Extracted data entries
- - -

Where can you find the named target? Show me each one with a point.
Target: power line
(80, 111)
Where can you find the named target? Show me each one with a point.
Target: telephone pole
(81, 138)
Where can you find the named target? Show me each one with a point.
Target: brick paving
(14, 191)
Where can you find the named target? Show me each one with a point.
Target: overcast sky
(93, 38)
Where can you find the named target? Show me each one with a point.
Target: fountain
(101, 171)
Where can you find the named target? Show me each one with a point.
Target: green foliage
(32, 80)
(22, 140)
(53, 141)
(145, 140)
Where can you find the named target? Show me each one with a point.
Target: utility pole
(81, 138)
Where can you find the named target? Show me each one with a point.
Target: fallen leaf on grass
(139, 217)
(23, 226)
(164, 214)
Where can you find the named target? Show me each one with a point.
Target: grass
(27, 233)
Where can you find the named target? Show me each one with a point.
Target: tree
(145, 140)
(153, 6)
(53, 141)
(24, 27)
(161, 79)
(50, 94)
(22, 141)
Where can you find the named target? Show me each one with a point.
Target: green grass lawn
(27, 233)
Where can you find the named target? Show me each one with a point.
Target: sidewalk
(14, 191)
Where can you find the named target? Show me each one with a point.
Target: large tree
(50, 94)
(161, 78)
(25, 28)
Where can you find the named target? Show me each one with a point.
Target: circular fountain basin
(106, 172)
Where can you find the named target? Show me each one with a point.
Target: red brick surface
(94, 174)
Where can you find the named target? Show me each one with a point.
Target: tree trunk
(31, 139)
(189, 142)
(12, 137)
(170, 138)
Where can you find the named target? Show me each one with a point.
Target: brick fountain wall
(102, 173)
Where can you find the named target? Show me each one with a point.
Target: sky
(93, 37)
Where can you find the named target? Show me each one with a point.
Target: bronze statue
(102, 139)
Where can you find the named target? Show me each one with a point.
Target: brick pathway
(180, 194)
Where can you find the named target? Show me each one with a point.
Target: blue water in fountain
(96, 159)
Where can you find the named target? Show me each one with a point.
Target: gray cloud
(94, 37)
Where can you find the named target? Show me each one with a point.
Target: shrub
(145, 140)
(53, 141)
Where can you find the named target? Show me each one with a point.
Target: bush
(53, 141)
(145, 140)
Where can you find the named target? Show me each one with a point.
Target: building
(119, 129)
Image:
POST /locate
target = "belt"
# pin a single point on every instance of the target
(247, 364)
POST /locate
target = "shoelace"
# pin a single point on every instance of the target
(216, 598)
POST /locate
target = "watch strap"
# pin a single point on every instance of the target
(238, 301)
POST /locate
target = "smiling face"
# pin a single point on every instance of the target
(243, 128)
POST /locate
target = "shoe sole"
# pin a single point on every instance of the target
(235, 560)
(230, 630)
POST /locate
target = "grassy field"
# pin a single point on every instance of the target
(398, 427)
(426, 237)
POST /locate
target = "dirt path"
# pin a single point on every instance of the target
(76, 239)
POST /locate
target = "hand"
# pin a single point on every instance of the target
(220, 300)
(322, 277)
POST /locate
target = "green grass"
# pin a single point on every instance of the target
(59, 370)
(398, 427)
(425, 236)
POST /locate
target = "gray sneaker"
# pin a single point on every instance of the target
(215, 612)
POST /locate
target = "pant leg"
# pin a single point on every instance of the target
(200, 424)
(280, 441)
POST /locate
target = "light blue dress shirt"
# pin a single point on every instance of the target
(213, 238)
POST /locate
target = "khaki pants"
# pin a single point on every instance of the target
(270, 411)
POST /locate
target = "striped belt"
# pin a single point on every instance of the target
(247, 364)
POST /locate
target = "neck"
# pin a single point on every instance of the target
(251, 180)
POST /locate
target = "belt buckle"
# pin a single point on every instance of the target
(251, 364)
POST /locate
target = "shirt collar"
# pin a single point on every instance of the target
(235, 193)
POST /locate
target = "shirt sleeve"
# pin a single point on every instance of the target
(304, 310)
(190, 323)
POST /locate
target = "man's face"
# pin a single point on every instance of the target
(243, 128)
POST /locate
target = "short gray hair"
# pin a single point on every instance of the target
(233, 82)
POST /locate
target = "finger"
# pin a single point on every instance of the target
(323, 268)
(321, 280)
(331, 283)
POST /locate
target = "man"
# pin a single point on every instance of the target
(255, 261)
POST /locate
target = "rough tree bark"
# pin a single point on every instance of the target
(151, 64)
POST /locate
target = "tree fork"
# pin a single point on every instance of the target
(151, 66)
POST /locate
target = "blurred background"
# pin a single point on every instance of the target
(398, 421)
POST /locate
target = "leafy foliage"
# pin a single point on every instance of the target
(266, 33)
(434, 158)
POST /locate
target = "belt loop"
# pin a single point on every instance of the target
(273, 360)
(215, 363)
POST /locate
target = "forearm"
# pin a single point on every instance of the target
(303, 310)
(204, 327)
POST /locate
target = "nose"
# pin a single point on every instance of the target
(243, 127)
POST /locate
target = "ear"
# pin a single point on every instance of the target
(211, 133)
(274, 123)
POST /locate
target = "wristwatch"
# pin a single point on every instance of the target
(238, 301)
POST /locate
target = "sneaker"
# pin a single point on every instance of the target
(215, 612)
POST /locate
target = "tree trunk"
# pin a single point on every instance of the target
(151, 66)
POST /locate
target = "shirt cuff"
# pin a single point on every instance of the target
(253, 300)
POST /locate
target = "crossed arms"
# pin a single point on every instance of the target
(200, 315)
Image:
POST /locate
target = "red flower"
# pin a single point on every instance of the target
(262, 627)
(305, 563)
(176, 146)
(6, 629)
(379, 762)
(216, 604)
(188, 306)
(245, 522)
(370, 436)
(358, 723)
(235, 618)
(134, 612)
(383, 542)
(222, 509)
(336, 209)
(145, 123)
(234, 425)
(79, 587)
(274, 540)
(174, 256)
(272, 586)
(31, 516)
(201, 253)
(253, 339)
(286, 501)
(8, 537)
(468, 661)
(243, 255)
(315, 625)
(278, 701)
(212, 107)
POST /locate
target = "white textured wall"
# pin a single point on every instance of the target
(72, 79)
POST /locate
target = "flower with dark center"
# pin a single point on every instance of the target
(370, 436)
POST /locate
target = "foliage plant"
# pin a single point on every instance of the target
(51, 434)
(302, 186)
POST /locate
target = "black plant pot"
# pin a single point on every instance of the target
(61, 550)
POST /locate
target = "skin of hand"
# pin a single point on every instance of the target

- - -

> Exercise requirements:
Repeat every entry exactly, leaving nothing out.

> Solution to the problem:
Where can you find the named target? Show me each one with a point.
Target: power line
(80, 111)
Where can you find the named target? Show me each one with a point.
Target: telephone pole
(81, 138)
Where can you find the named target? Show me each one with a point.
Target: brick paving
(14, 191)
Where can you find the named target? Show me each one with a point.
Target: overcast sky
(93, 38)
Where can you find the named target? Show me each one with a point.
Target: fountain
(101, 171)
Where can you find the named target? Show me each one with a point.
Target: green foliage
(32, 80)
(22, 140)
(53, 141)
(145, 140)
Where can you find the named target? Show me each one with a point.
Target: utility pole
(81, 138)
Where can you find the named target? Show me each one with a point.
Target: fallen leaf on grass
(139, 217)
(23, 226)
(164, 214)
Where can you find the named target? Show me each one with a point.
Target: grass
(27, 233)
Where can you find the named target? Show me each one with a point.
Target: tree
(145, 140)
(153, 6)
(53, 141)
(24, 27)
(161, 79)
(50, 94)
(22, 141)
Where can you find the named target? Show me each one with a point.
Target: green grass lawn
(27, 233)
Where can you find the named target? Show me each one with a point.
Target: sidewalk
(14, 191)
Where can you find the named target? Show me each one with a point.
Target: large tree
(50, 94)
(161, 78)
(25, 28)
Where can you find the named target? Show me each one with a point.
Target: circular fountain basin
(106, 172)
Where can you find the named target? Show me each one with a point.
Target: red brick surface
(94, 174)
Where can you find the named target? Show me each one with a point.
Target: tree trunk
(31, 139)
(189, 142)
(12, 137)
(170, 138)
Where can you find the named target? Show me each one with a point.
Target: brick fountain wall
(102, 173)
Where can you find the named target? Show me each one with a point.
Target: sky
(93, 37)
Where can you find the named target? Show me each one with a point.
Target: bronze statue
(102, 139)
Where can you find the named target? Show me each one with a point.
Target: brick pathway
(180, 194)
Where can you find the named target? Show me each one with a point.
Target: blue water in fountain
(96, 159)
Where can you find the named target? Show me each one with a point.
Target: gray cloud
(94, 37)
Where can you find the named target? Show me each one with a point.
Target: shrub
(145, 140)
(53, 141)
Where can you find the named target? Show me each one with a point.
Target: bush
(53, 141)
(145, 140)
Where can you find the named target? Show me each one with a point.
Target: building
(119, 129)
Image:
POST /locate
target = "belt"
# pin a single point on every instance of the target
(247, 364)
POST /locate
target = "shoelace"
# pin a single point on every instance of the target
(216, 598)
POST /locate
target = "watch strap"
# pin a single point on every instance of the target
(238, 301)
POST /locate
target = "smiling face"
# pin a single point on every instance of the target
(243, 128)
POST /locate
target = "shoe sole"
# pin a single point on every instance of the target
(235, 560)
(230, 630)
POST /locate
target = "grassy field"
# pin a single point on every instance of the target
(398, 427)
(426, 237)
POST /locate
target = "dirt path"
# pin a single point on every instance of the target
(76, 239)
POST /locate
target = "hand"
# pin a single point on every instance of the target
(220, 300)
(322, 277)
POST /locate
target = "green grass"
# pin a single point on every instance of the target
(59, 370)
(398, 427)
(425, 236)
POST /locate
target = "gray sneaker"
# pin a single point on every instance of the target
(215, 612)
POST /locate
target = "pant leg"
# pin a single point on every instance of the target
(200, 424)
(280, 441)
POST /locate
target = "light blue dress shirt"
# pin a single point on every instance of the target
(213, 238)
POST /locate
target = "khaki pants"
# pin a single point on every instance of the target
(270, 411)
POST /locate
target = "striped belt"
# pin a single point on every instance of the target
(247, 364)
POST /locate
target = "neck"
# pin a single point on every instance of the target
(251, 180)
POST /locate
target = "belt buckle"
# pin a single point on every instance of the target
(251, 364)
POST /locate
target = "shirt collar"
# pin a single point on every instance of the target
(235, 193)
POST /locate
target = "shirt sleeve"
# pin a single point on every instance of the target
(304, 310)
(190, 323)
POST /locate
target = "man's face"
# pin a single point on every instance of the target
(243, 128)
POST /locate
target = "short gray hair"
# pin a single point on every instance of the target
(233, 82)
POST /locate
target = "finger"
# pin a single point on every instance of the target
(323, 268)
(321, 280)
(331, 283)
POST /locate
target = "man"
# pin a single point on every instance of the target
(255, 261)
POST /locate
target = "rough tree bark"
# pin a single point on every instance of the target
(151, 64)
POST /locate
target = "tree fork"
# pin a single point on every instance of the target
(151, 66)
POST /locate
target = "blurred background"
# pin a single point on every instance of the target
(398, 421)
POST /locate
target = "leafy foliage"
# pin a single point on every instance of the target
(266, 33)
(434, 158)
POST /locate
target = "belt loop"
# pin a single point on every instance of the target
(273, 360)
(215, 363)
POST /locate
target = "forearm"
# pin a single point on every instance of the target
(303, 310)
(204, 327)
POST /locate
target = "nose"
# pin a single point on every instance of the target
(243, 127)
POST /locate
target = "ear"
# pin a single point on every instance of the target
(211, 133)
(274, 123)
POST /locate
target = "wristwatch"
# pin a single point on every instance of the target
(238, 301)
POST /locate
target = "sneaker"
# pin a single point on every instance of the target
(215, 612)
POST /locate
target = "tree trunk"
# pin a single point on every instance of the target
(151, 66)
POST /locate
target = "shirt cuff"
# pin a single point on every instance of the target
(253, 300)
POST /locate
target = "crossed arms"
# pin a single point on every instance of the target
(200, 315)
Image:
POST /locate
target = "red flower"
# pin a single point on every instance of the target
(262, 627)
(305, 563)
(176, 146)
(6, 629)
(379, 762)
(216, 604)
(188, 306)
(245, 522)
(370, 436)
(358, 723)
(235, 618)
(134, 612)
(383, 542)
(222, 509)
(336, 209)
(145, 123)
(234, 425)
(79, 587)
(274, 540)
(174, 256)
(272, 586)
(31, 516)
(201, 253)
(253, 339)
(286, 501)
(8, 537)
(468, 661)
(243, 255)
(315, 625)
(278, 701)
(212, 107)
POST /locate
target = "white textured wall"
# pin a single point on every instance of the target
(72, 79)
POST /locate
target = "flower with dark center"
# pin a single point on every instance of the target
(370, 436)
POST /locate
target = "foliage plant"
# pin a single point on every instance of the target
(51, 434)
(302, 186)
POST /locate
target = "black plant pot"
# pin a single point on every instance of the target
(61, 550)
POST /locate
target = "skin of hand"
# pin a single point on every instance of the target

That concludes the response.